TEXT:
########

If the range is 60 miles that should be enough for F35B to approach safely to launch range get the missiles away and turn away from any return fire before the F35B is detected. It’s stealth is pretty good. I doubt even the Russian area denial SAMs can detect F35B until they are 20-30 miles away. S400/S500. If spear 3 has an anti radar seeker head that will make it deadly against SAM sites
“I doubt even the Russian area denial SAMs can detect F35B until they are 20-30 miles away.”
This site says a 34km (21 miles) engagement range for the F-35 from the front using S-400: https://www.defenseworld.net/news/27374/Turkey_s_S_400_Air_Defense_System_May_Have_Tracked_US_F_35_and_F_22#.YT0cI51Kg2w
From other angles the F-35 is less stealthy, so will be detectable at greater ranges. How much greater I have no idea though.
But when an F-35 turns around to fly away its hot engine will light up like a Christmas tree for fighter-based IRST systems.
“If spear 3 has an anti radar seeker head that will make it deadly against SAM sites”
Well firstly, does it? Not as far as I know.
Secondly, SPEAR 3 is subsonic, so should be relatively easy to shoot down using SHORAD systems that use radar as well as EO/IR sensors (which would be immune to SPEAR-EW if that was used).
Thirdly, it’s all moot anyway against China or Russia, since if a carrier group is staying out of the range of DF-26 and Kinzhal then an F-35B couldn’t even reach China or Russia in the first place, it doesn’t have the range.
I think the Spear 3 will be a great asset to our F35b’s in future and hope they make it VLS compatible as well.
However I think Brimstone Sea Spear would be an excellent addition to the River Class OPVs and first five Type 31e’s as they will be relatively inexpensive, able to serve as a deterrent, can be used as a saturation attack on larger vessels and defend from swarming attacks from manned and unmanned vessels as well documented in the Middle East.
I agree but cost would probably rule it out unfortunately.
I wonder whether a Tomahawk could be configured as a host for a number of Spear 3s. If possible, it would provide our Type 26 frigates with the ability to saturate land or naval targets at very long range. The
I think there is an anti-ship seeker for Tomahawk now so it would be an option for Type 26 or any ship with Mk41 strike length VLS. Pricey though I think.
Also, how effective would it be? Relatively slow, not stealthy and unless something has changed not particularly good at evasive manoeuvres. OK for taking out unescorted tankers and other supply ships but any large vessel with a half decent missile defence system would surely knock it down many km from the target wouldn’t it?
I think of it as a theoretical option or marketing ploy probably. Given that RN doctrine is averse to any of the fire and forget anti-ship missiles I don’t see it happening.

########

GIVEN DATA:

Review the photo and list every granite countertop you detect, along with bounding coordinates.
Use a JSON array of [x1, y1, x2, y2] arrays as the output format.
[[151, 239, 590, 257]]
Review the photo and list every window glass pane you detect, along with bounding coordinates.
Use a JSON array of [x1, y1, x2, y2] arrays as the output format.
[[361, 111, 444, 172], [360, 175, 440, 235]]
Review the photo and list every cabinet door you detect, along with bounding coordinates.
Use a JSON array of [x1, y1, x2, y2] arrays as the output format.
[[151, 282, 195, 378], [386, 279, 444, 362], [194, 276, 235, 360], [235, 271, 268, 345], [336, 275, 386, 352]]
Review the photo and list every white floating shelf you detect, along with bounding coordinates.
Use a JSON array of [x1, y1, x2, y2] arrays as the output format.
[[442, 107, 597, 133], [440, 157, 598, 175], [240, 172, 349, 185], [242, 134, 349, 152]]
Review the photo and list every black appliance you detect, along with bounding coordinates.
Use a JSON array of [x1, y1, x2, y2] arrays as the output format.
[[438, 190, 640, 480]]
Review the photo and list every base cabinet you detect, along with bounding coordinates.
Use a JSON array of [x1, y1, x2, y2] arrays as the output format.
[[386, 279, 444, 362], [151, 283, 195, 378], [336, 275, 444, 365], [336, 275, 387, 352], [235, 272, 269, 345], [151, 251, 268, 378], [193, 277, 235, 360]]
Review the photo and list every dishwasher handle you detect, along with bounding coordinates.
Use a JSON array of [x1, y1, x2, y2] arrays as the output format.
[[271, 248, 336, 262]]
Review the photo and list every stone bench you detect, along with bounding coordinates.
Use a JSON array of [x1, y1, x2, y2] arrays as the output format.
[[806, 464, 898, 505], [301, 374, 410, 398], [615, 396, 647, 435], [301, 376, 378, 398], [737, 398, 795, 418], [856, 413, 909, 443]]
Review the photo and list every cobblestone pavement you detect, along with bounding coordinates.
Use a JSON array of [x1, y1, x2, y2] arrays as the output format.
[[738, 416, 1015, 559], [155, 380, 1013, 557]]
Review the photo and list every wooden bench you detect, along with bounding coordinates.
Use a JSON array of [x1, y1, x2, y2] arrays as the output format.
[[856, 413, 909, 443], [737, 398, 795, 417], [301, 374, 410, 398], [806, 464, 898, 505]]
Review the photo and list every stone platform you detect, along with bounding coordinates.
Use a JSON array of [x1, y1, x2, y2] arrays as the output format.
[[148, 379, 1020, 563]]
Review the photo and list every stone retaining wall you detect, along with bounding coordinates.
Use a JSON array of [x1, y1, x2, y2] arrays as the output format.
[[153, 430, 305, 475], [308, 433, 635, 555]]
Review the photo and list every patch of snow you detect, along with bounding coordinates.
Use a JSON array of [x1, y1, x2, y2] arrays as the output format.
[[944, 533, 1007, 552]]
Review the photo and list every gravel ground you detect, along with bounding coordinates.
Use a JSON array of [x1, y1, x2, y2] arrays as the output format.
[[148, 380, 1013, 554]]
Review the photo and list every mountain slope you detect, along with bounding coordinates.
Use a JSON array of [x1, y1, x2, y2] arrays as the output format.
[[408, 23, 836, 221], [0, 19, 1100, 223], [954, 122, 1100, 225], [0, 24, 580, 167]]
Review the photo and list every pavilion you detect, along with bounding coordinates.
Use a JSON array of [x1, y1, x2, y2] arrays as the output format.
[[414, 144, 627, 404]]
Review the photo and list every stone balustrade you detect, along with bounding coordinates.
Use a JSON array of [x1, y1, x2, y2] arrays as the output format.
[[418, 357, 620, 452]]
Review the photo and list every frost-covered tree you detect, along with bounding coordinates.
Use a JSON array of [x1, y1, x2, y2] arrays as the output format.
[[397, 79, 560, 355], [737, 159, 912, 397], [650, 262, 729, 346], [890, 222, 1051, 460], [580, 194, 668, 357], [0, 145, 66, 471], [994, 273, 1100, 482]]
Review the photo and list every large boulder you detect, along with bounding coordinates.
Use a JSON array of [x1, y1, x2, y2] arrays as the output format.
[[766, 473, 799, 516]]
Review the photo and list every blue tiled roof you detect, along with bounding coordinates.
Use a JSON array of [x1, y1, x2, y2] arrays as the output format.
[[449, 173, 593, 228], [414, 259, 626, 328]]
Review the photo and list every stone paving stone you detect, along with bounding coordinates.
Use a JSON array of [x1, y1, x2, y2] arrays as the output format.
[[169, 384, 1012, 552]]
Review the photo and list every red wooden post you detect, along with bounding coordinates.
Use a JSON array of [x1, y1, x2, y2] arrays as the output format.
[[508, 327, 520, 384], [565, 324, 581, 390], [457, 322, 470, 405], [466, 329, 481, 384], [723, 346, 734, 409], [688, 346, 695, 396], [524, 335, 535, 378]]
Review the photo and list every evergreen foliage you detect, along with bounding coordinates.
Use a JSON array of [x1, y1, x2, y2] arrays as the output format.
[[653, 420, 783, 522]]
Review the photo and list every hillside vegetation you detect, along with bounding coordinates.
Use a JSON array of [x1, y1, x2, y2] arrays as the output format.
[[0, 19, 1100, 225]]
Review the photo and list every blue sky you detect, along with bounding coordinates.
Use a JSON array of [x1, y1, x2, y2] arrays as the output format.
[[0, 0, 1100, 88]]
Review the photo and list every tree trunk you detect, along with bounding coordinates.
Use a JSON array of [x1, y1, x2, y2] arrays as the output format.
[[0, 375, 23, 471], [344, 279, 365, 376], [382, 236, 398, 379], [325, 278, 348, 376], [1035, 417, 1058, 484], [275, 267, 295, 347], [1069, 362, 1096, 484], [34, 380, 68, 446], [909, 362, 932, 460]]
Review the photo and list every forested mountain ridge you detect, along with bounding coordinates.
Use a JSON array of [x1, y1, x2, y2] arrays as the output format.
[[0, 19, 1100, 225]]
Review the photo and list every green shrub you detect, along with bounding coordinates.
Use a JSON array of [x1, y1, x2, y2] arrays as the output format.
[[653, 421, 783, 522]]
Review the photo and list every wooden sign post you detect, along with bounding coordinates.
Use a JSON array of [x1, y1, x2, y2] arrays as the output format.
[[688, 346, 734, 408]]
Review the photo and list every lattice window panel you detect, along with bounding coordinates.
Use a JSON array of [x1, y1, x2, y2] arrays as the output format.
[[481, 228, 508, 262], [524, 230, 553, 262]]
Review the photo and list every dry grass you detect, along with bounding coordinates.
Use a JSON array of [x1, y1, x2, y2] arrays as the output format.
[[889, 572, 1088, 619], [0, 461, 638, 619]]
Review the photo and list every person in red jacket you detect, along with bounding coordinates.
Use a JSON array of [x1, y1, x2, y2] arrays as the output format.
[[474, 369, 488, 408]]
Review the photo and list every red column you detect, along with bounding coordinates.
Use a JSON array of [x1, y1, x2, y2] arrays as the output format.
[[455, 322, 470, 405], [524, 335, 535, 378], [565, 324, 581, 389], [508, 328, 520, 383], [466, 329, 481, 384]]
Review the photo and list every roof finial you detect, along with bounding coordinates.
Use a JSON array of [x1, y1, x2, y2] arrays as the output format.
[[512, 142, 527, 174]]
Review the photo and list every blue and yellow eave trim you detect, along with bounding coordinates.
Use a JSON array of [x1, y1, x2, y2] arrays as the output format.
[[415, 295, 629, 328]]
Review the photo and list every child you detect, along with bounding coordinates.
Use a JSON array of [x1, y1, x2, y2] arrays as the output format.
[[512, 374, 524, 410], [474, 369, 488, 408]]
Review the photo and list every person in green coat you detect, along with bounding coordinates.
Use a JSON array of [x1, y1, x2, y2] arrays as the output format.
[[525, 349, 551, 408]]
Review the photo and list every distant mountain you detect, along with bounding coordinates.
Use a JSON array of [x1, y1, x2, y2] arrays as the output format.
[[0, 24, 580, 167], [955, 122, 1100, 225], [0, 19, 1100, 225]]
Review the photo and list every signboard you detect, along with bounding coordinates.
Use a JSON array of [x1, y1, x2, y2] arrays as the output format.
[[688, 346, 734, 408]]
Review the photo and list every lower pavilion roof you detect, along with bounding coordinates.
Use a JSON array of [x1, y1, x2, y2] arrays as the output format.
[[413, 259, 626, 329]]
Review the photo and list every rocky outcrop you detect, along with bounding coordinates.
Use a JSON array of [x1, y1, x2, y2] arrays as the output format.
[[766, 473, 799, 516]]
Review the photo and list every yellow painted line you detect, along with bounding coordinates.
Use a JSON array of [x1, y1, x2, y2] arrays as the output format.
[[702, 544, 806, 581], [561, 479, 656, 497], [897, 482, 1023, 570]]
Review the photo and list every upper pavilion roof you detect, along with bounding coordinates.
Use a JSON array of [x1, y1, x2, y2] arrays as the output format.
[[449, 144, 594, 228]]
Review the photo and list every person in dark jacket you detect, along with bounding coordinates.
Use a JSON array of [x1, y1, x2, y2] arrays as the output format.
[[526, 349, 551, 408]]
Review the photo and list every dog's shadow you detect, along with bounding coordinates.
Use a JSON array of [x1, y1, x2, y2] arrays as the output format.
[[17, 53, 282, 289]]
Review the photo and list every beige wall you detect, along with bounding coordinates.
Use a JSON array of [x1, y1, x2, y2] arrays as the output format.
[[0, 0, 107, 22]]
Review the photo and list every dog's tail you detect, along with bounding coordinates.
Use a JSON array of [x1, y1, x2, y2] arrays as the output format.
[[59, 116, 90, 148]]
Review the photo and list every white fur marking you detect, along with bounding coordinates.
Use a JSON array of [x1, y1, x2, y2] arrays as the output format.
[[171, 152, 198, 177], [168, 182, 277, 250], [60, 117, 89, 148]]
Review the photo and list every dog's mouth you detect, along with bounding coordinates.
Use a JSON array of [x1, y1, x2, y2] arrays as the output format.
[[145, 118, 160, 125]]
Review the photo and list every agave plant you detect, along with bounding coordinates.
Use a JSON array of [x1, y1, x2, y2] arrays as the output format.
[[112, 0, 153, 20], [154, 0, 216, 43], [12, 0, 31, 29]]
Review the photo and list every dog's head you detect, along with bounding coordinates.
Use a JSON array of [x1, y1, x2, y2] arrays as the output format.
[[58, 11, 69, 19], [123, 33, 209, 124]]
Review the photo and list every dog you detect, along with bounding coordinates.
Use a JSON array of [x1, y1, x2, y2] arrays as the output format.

########

TO BE DONE:
1) State whether each of the following statements agrees with the forum discussion of SPEAR 3 above, giving yes or no and quoting the deciding words of the text: (a) a cited site gives an engagement range of 34 km for the F-35 from the front using S-400; (b) SPEAR 3 is supersonic; (c) an F-35B has the range to reach China or Russia from a carrier group that stays out of the range of DF-26 and Kinzhal.
2) Write out the part of the forum discussion of SPEAR 3 that opens with the words containing "This site says" and closes with "no idea though.".

RESULTS FOR THE EXERCISE:
1)
(a) Yes: "This site says a 34km (21 miles) engagement range for the F-35 from the front using S-400"
(b) No: "SPEAR 3 is subsonic"
(c) No: "an F-35B couldn’t even reach China or Russia in the first place, it doesn’t have the range."

2)
This site says a 34km (21 miles) engagement range for the F-35 from the front using S-400: https://www.defenseworld.net/news/27374/Turkey_s_S_400_Air_Defense_System_May_Have_Tracked_US_F_35_and_F_22#.YT0cI51Kg2w
From other angles the F-35 is less stealthy, so will be detectable at greater ranges. How much greater I have no idea though.